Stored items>
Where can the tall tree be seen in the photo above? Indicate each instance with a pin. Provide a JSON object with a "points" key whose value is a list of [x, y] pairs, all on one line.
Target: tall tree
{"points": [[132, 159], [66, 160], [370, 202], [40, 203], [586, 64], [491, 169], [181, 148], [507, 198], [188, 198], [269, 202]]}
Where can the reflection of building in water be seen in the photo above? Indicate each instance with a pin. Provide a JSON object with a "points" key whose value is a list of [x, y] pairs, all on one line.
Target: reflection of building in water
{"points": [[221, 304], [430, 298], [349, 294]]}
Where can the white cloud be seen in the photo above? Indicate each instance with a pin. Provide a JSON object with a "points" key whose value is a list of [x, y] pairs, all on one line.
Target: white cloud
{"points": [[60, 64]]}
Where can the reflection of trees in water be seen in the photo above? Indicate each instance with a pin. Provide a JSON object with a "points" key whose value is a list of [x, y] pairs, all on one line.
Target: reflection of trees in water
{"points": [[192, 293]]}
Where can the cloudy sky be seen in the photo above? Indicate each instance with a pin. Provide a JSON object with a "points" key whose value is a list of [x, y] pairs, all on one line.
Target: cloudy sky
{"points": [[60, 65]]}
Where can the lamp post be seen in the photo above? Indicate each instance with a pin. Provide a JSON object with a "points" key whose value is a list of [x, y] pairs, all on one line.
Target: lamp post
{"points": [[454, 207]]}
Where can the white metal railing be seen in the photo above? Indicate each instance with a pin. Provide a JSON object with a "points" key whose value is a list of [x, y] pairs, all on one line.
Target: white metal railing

What to do> From the entries above, tally every line holding the string "with". Give only the count.

Output below> 7